Could you recast the listing below as a Markdown table with the columns "Number" and "Line," giving each nonblank line its own row and skipping the blank ones?

::: Stored records :::

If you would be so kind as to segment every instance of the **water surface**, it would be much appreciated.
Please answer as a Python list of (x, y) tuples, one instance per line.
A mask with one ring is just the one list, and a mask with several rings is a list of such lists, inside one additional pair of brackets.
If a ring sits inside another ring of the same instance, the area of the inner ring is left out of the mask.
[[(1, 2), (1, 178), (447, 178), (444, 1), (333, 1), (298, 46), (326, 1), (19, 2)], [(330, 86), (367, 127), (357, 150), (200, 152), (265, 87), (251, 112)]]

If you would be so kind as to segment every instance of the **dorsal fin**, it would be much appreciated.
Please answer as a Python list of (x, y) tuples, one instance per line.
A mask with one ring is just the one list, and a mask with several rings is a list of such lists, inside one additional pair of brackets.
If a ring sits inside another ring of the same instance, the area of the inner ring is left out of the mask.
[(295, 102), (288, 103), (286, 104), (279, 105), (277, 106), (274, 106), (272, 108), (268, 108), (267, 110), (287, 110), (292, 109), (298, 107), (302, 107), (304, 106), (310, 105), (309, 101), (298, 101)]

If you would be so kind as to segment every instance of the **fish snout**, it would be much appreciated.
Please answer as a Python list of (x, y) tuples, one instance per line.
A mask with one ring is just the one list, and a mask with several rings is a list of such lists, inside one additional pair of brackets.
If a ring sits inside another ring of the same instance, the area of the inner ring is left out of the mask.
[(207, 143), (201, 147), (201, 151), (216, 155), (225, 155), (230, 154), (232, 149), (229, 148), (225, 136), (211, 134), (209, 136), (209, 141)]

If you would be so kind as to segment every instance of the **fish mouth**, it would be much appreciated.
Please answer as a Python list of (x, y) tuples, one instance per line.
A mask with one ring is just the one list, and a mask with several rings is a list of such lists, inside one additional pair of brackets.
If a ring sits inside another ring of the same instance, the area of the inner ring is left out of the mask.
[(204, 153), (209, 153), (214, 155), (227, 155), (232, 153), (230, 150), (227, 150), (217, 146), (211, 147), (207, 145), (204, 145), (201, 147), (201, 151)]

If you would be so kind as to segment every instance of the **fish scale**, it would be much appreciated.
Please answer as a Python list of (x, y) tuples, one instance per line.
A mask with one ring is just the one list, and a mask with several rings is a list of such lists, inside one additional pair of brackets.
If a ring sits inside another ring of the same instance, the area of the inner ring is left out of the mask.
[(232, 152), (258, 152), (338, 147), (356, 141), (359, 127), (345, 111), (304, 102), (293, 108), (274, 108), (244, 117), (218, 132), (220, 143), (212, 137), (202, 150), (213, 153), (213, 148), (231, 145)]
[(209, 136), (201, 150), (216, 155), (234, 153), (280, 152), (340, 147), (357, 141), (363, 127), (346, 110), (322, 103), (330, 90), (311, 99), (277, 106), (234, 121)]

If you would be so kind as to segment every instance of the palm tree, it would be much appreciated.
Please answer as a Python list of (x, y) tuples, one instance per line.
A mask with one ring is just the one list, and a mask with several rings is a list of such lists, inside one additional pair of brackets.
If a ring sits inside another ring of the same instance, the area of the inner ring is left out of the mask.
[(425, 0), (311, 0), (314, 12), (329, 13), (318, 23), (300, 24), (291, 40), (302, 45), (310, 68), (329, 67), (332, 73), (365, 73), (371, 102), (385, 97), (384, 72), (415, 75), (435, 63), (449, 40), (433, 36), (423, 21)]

:::

> _Problem solution_:
| Number | Line |
|---|---|
| 1 | If you would be so kind as to segment every instance of the **water surface**, it would be much appreciated. |
| 2 | Please answer as a Python list of (x, y) tuples, one instance per line. |
| 3 | A mask with one ring is just the one list, and a mask with several rings is a list of such lists, inside one additional pair of brackets. |
| 4 | If a ring sits inside another ring of the same instance, the area of the inner ring is left out of the mask. |
| 5 | [[(1, 2), (1, 178), (447, 178), (444, 1), (333, 1), (298, 46), (326, 1), (19, 2)], [(330, 86), (367, 127), (357, 150), (200, 152), (265, 87), (251, 112)]] |
| 6 | If you would be so kind as to segment every instance of the **dorsal fin**, it would be much appreciated. |
| 7 | Please answer as a Python list of (x, y) tuples, one instance per line. |
| 8 | A mask with one ring is just the one list, and a mask with several rings is a list of such lists, inside one additional pair of brackets. |
| 9 | If a ring sits inside another ring of the same instance, the area of the inner ring is left out of the mask. |
| 10 | [(295, 102), (288, 103), (286, 104), (279, 105), (277, 106), (274, 106), (272, 108), (268, 108), (267, 110), (287, 110), (292, 109), (298, 107), (302, 107), (304, 106), (310, 105), (309, 101), (298, 101)] |
| 11 | If you would be so kind as to segment every instance of the **fish snout**, it would be much appreciated. |
| 12 | Please answer as a Python list of (x, y) tuples, one instance per line. |
| 13 | A mask with one ring is just the one list, and a mask with several rings is a list of such lists, inside one additional pair of brackets. |
| 14 | If a ring sits inside another ring of the same instance, the area of the inner ring is left out of the mask. |
| 15 | [(207, 143), (201, 147), (201, 151), (216, 155), (225, 155), (230, 154), (232, 149), (229, 148), (225, 136), (211, 134), (209, 136), (209, 141)] |
| 16 | If you would be so kind as to segment every instance of the **fish mouth**, it would be much appreciated. |
| 17 | Please answer as a Python list of (x, y) tuples, one instance per line. |
| 18 | A mask with one ring is just the one list, and a mask with several rings is a list of such lists, inside one additional pair of brackets. |
| 19 | If a ring sits inside another ring of the same instance, the area of the inner ring is left out of the mask. |
| 20 | [(204, 153), (209, 153), (214, 155), (227, 155), (232, 153), (230, 150), (227, 150), (217, 146), (211, 147), (207, 145), (204, 145), (201, 147), (201, 151)] |
| 21 | If you would be so kind as to segment every instance of the **fish scale**, it would be much appreciated. |
| 22 | Please answer as a Python list of (x, y) tuples, one instance per line. |
| 23 | A mask with one ring is just the one list, and a mask with several rings is a list of such lists, inside one additional pair of brackets. |
| 24 | If a ring sits inside another ring of the same instance, the area of the inner ring is left out of the mask. |
| 25 | [(232, 152), (258, 152), (338, 147), (356, 141), (359, 127), (345, 111), (304, 102), (293, 108), (274, 108), (244, 117), (218, 132), (220, 143), (212, 137), (202, 150), (213, 153), (213, 148), (231, 145)] |
| 26 | [(209, 136), (201, 150), (216, 155), (234, 153), (280, 152), (340, 147), (357, 141), (363, 127), (346, 110), (322, 103), (330, 90), (311, 99), (277, 106), (234, 121)] |
| 27 | If you would be so kind as to segment every instance of the palm tree, it would be much appreciated. |
| 28 | Please answer as a Python list of (x, y) tuples, one instance per line. |
| 29 | A mask with one ring is just the one list, and a mask with several rings is a list of such lists, inside one additional pair of brackets. |
| 30 | If a ring sits inside another ring of the same instance, the area of the inner ring is left out of the mask. |
| 31 | [(425, 0), (311, 0), (314, 12), (329, 13), (318, 23), (300, 24), (291, 40), (302, 45), (310, 68), (329, 67), (332, 73), (365, 73), (371, 102), (385, 97), (384, 72), (415, 75), (435, 63), (449, 40), (433, 36), (423, 21)] |